Assignment
Range to reproduce from the entries below: the line with "Target: piano leg", the line with "<point>373,268</point>", and every line in between. Give them exactly and give nothing else.

(Saved data entries)
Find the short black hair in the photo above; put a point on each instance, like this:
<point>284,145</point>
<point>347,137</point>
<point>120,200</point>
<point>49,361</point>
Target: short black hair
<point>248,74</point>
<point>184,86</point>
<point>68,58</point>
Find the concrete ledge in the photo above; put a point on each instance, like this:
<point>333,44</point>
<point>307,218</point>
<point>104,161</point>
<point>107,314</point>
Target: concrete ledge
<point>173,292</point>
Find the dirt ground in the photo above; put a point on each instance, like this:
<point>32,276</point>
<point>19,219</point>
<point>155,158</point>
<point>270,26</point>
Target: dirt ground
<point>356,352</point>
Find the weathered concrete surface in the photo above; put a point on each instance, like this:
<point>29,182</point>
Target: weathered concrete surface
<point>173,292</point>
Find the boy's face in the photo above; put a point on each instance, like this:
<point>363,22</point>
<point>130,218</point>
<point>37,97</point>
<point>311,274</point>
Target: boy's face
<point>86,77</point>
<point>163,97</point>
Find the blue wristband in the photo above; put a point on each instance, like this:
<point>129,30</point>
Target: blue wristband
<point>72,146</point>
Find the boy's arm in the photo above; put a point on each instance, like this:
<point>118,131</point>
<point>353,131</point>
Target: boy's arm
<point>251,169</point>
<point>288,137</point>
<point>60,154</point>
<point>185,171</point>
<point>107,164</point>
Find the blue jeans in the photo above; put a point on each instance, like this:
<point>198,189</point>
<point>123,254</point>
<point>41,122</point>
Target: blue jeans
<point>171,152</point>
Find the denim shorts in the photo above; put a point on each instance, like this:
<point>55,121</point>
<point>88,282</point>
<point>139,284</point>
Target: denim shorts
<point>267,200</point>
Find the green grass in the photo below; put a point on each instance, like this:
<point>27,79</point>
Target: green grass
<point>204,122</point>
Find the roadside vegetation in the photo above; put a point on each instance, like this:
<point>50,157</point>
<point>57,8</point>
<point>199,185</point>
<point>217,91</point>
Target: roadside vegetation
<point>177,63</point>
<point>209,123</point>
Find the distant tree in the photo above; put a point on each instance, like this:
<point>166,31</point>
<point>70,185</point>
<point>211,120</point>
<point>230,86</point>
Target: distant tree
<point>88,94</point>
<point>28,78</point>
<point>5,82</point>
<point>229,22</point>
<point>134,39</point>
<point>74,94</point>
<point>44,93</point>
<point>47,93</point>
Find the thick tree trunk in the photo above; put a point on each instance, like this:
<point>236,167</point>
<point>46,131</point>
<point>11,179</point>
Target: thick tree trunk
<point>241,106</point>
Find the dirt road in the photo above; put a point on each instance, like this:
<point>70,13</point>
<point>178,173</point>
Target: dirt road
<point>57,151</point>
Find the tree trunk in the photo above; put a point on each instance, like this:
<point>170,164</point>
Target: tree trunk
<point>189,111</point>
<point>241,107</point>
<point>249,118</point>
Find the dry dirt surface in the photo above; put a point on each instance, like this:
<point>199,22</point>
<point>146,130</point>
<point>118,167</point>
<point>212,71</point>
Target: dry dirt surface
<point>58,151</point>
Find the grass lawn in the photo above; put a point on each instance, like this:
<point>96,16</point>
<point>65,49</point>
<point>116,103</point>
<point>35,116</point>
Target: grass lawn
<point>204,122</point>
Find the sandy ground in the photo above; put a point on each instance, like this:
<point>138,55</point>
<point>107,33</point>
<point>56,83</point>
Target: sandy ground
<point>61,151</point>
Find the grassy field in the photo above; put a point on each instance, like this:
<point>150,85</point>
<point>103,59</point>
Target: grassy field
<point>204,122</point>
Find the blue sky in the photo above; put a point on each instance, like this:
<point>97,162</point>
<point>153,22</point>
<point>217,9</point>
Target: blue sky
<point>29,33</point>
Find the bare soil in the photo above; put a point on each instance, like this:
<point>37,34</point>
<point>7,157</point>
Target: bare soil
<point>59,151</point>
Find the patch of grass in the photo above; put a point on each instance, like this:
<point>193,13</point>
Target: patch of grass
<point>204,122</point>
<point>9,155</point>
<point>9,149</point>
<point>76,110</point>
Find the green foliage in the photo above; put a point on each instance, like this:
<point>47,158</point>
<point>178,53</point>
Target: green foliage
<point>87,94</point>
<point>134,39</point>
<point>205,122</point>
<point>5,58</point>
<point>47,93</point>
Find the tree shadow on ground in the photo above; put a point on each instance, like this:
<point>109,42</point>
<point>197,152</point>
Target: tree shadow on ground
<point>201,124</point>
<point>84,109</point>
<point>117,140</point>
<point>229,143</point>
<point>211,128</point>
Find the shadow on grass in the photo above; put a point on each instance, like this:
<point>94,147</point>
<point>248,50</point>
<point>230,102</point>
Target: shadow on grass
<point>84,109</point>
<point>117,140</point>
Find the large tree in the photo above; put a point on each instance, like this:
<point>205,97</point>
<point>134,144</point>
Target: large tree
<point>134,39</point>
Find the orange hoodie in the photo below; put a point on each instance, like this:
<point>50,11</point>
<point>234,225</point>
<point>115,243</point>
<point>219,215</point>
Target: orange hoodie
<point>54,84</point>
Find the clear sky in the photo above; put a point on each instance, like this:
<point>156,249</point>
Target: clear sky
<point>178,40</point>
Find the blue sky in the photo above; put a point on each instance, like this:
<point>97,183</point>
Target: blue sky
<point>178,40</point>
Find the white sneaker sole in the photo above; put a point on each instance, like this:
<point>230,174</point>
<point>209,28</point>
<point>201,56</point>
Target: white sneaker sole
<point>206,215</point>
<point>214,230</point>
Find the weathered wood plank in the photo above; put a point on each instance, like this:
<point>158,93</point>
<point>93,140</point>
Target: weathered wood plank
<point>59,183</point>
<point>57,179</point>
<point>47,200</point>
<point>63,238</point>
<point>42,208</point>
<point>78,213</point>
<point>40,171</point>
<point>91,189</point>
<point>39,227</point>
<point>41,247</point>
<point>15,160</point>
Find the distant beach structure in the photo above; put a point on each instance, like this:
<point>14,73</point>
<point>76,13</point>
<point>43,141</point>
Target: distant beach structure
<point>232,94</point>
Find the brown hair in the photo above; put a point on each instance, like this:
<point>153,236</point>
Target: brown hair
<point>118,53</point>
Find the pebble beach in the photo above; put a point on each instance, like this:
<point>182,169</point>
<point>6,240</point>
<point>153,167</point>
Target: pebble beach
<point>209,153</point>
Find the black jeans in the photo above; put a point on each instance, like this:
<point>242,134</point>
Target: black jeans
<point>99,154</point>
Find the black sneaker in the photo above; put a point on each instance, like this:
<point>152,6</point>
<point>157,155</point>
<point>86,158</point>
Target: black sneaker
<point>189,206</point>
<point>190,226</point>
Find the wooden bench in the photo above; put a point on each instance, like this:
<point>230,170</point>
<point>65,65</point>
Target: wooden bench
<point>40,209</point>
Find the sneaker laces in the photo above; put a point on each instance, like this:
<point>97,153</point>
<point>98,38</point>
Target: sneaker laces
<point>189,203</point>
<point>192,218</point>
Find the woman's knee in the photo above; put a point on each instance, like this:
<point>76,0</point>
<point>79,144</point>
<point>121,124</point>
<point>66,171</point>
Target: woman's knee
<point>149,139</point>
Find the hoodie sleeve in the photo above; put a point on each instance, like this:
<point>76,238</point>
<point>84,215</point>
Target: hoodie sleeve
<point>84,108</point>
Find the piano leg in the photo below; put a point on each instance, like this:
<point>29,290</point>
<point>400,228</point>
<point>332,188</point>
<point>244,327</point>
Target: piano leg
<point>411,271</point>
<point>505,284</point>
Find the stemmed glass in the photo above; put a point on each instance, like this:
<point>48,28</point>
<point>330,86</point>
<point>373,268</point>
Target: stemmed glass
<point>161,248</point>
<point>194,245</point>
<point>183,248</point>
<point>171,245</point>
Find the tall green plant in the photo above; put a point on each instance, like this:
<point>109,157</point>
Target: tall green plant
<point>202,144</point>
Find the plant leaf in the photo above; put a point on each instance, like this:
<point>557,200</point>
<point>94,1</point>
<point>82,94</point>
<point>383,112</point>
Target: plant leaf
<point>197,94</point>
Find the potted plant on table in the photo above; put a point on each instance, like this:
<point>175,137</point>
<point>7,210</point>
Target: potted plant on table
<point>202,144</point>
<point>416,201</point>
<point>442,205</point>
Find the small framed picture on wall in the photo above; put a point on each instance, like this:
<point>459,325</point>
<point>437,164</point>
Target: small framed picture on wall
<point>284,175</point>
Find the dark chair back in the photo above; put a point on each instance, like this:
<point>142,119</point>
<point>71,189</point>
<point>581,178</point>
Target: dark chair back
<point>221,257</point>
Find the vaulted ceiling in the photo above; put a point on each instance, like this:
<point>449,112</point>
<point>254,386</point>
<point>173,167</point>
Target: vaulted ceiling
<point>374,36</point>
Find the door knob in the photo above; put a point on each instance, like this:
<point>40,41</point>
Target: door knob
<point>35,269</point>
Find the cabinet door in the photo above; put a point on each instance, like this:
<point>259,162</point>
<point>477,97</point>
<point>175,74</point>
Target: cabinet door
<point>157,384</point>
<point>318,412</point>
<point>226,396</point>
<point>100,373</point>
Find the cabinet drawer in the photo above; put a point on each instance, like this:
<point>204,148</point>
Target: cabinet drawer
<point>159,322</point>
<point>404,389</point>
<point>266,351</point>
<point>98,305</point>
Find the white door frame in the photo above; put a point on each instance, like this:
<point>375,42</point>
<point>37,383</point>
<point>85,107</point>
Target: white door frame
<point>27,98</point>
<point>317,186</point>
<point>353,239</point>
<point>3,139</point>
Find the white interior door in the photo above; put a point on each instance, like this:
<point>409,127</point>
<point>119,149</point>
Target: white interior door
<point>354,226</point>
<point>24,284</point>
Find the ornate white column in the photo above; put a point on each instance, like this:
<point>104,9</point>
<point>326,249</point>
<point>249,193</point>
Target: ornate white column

Result
Target: piano leg
<point>411,271</point>
<point>505,284</point>
Find the stemmed glass in the photo above; put a point on each instance, like this:
<point>48,28</point>
<point>330,86</point>
<point>373,268</point>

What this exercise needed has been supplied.